[Dataset entries]

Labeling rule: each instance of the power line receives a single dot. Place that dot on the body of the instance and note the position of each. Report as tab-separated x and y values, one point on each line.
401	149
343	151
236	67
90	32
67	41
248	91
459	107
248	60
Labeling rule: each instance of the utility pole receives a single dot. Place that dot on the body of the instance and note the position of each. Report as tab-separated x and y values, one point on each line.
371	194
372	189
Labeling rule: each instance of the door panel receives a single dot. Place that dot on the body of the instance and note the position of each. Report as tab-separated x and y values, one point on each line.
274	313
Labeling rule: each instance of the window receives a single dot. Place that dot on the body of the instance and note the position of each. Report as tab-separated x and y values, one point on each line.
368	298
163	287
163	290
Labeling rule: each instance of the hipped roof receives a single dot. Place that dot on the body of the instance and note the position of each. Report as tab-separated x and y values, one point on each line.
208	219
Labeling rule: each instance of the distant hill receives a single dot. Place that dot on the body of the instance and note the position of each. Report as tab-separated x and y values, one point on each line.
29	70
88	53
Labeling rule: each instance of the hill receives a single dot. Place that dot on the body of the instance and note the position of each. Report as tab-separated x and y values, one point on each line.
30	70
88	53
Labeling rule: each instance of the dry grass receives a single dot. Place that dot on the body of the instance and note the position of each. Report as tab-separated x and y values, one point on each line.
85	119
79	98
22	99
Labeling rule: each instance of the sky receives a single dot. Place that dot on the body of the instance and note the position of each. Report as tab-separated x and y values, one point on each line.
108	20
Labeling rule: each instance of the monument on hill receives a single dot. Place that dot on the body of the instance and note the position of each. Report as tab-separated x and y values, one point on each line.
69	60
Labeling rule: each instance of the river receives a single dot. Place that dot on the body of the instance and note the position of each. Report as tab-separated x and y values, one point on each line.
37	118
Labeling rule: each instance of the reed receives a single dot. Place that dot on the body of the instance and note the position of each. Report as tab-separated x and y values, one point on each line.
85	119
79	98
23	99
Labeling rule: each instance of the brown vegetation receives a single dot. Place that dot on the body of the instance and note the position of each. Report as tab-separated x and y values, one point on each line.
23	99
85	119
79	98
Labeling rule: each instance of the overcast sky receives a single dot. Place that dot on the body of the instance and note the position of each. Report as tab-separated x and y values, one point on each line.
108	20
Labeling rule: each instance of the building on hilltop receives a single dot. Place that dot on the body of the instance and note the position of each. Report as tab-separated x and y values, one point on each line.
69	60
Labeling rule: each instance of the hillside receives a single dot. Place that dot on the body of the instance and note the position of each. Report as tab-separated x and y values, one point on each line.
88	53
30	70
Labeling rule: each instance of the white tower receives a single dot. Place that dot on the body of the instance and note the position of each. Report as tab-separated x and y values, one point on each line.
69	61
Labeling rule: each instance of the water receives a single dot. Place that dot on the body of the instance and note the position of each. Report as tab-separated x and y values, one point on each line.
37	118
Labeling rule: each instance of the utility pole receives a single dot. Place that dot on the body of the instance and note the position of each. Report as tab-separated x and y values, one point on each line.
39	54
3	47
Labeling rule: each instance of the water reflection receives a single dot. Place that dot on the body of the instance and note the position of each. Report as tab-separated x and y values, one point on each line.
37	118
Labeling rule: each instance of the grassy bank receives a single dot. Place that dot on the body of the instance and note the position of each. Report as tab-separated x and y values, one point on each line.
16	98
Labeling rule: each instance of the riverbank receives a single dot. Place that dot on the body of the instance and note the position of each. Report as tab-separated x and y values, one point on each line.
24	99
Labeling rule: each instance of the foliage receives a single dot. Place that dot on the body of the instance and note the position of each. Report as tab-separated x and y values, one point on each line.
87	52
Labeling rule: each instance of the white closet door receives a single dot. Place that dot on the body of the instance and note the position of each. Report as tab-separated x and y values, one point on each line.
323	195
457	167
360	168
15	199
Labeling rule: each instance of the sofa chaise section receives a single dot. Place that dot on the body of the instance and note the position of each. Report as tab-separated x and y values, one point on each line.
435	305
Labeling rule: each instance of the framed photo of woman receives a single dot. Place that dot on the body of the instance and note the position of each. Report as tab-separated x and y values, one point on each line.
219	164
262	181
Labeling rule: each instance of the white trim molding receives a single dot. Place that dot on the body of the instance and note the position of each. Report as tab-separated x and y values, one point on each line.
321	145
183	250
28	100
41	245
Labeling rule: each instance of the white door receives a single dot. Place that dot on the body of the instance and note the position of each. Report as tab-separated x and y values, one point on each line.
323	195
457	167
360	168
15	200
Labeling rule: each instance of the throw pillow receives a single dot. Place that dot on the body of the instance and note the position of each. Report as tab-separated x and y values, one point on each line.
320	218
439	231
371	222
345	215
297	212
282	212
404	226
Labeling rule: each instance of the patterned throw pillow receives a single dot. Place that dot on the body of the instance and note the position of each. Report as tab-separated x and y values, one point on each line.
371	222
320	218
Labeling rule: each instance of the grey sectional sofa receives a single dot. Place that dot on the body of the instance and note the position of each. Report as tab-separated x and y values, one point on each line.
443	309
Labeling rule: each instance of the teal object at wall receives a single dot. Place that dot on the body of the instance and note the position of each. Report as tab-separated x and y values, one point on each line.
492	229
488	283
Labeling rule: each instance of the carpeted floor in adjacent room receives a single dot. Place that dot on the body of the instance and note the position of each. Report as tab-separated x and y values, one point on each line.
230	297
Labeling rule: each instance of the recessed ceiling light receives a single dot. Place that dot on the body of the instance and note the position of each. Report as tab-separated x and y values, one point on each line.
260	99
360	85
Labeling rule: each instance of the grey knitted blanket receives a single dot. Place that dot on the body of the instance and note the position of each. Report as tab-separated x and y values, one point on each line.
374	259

◆ WHAT TO PRODUCE: Repeat the data in full. Alter nothing.

◆ RESPONSE TO THIS EXERCISE:
Labeling rule: each instance of the power line receives a single dot. Place that dot on the body of the instance and note the position of each. Report as tab-separated x and y values, one point on each line.
401	149
343	151
236	67
90	32
67	41
248	91
459	107
248	60
Labeling rule: each instance of the utility pole receives a single dot. Place that dot on the body of the instance and note the position of each. Report as tab-separated x and y values, one point on each line.
371	194
372	189
Labeling rule: each instance of the door panel receives a single dot. Place that dot on the body of the instance and note the position of each. Report as tab-separated x and y values, one point on each line.
274	313
Labeling rule: each instance of the window receives a single dot. Place that dot on the body of the instance and note the position of each. Report as tab-separated x and y values, one point on each line.
368	298
163	287
163	290
Labeling rule: each instance of the hipped roof receives a single dot. Place that dot on the body of the instance and note the position of each. Report as tab-separated x and y values, one point on each line.
208	219
Labeling rule: each instance of the distant hill receives a single dot. Place that dot on the body of the instance and note the position of each. Report as tab-separated x and y values, one point on each line.
29	70
88	53
Labeling rule: each instance of the hill receives a single dot. Place that dot on the body of the instance and note the position of each. Report as tab-separated x and y values, one point on each line.
30	70
88	53
Labeling rule: each instance of the dry grass receives a single dot. Place that dot on the body of the instance and note the position of each. Report as tab-separated x and y values, one point on each line.
85	119
79	98
22	99
Labeling rule: each instance of the sky receives a single dot. Place that dot on the body of the instance and note the position of each. Report as tab-separated x and y values, one point on each line.
108	20
Labeling rule: each instance of the monument on hill receives a single dot. Place that dot on the body of the instance and note the position of each. Report as tab-separated x and y values, one point on each line.
69	60
Labeling rule: each instance of the river receives a single dot. Place that dot on the body of the instance and note the position of each. Report as tab-separated x and y values, one point on each line.
37	118
Labeling rule: each instance of the reed receives a single dot. Place that dot on the body of the instance and note the position of each. Report as tab-separated x and y values, one point on each line.
85	119
79	98
23	99
Labeling rule: each instance of the brown vegetation receives a single dot. Place that dot on the body of the instance and note the position of each. Report as tab-separated x and y values, one point on each line.
23	99
85	119
79	98
Labeling rule: each instance of the overcast sky receives a single dot. Place that dot on the body of the instance and note the position of each. Report as tab-separated x and y values, one point on each line.
108	20
Labeling rule: each instance of the building on hilltop receives a single dot. Place that dot on the body of the instance and note the position of each. Report as tab-separated x and y values, one point on each line.
69	60
Labeling rule: each instance of the hillside receives a single dot. Place that dot on the body of the instance and note the position of each. Report as tab-separated x and y values, one point on each line.
88	53
30	70
Labeling rule: each instance of the white tower receives a single dot. Place that dot on the body of the instance and note the position of each. Report as tab-separated x and y values, one point on each line.
69	61
Labeling rule: each instance of the water receives a single dot. Place that dot on the body of the instance and note the position of each. Report as tab-separated x and y values, one point on each line.
37	118
Labeling rule: each instance of the utility pole receives a single dot. Place that dot on the body of the instance and note the position of each. Report as tab-separated x and y values, one point on each line.
39	54
3	47
Labeling rule: each instance of the water reflection receives a single dot. Place that dot on the body of the instance and note the position of each. Report as tab-separated x and y values, one point on each line.
37	118
Labeling rule: each instance of the grassy bank receives a single dot. Place that dot on the body of the instance and note the position of each. Report as tab-separated x and y values, one point on each line.
16	98
Labeling rule: each instance of the riverbank receives a single dot. Place that dot on the body of the instance and note the position of each. Report as tab-separated x and y values, one point on each line.
24	99
Labeling rule: each instance of the foliage receives a single dot. Place that dot on the body of the instance and note the position of each. Report as tab-separated x and y values, one point on each line.
87	52
Labeling rule: each instance of the white closet door receives a single dot. Place that dot on the body of the instance and note the position of each. Report as tab-separated x and y values, one point on each line.
323	195
457	167
360	168
15	199
Labeling rule: each instance of the sofa chaise section receives a single dot. Place that dot on the body of the instance and note the position of each. Report as tab-separated x and y values, one point on each line.
435	305
Labeling rule: each instance of the framed photo of woman receives a single dot. Place that dot on the body of the instance and note the position of each. Report as tab-separated x and y values, one point on each line.
219	164
262	181
Labeling rule: each instance of the white trim molding receives a single dot. Place that dot on the body of the instance and note the position of each. Report as tab-separated x and y values, one point on each line.
321	145
183	250
28	100
41	245
Labeling rule: each instance of the white door receives a single dot. Place that dot on the body of the instance and note the position of each. Report as tab-separated x and y values, one point on each line.
323	195
457	167
360	168
15	200
Labeling rule: each instance of the throw pillow receives a single dot. Place that dot on the body of the instance and note the position of each. Report as tab-separated x and y values, one point on each line.
320	218
439	231
371	222
345	215
297	212
282	212
404	226
Labeling rule: each instance of the patterned throw pillow receives a single dot. Place that dot on the body of the instance and note the position of each. Report as tab-separated x and y values, one point on each line.
371	222
320	218
Labeling rule: each instance of the grey sectional sofa receives a single dot. Place that dot on the body of the instance and note the position of each. Report as tab-separated x and y values, one point on each line.
443	309
Labeling rule: each instance of the teal object at wall receives a single dot. Place that dot on the body of the instance and note the position of each. Report as tab-separated x and y values, one point on each line.
492	229
488	283
Labeling rule: each instance of the carpeted floor in adjacent room receives a single dot. Place that dot on the body of the instance and note the position of each. Report as tab-separated x and y values, one point on each line.
230	297
Labeling rule: each instance of the recessed ceiling light receives a single dot. Place that dot on the body of the instance and note the position of each. Report as tab-separated x and y values, one point on each line.
260	99
360	85
Labeling rule: each instance of the grey knitted blanket receives a single dot. Place that dot on the body of the instance and note the position of each. Report as tab-separated x and y values, one point on each line.
374	259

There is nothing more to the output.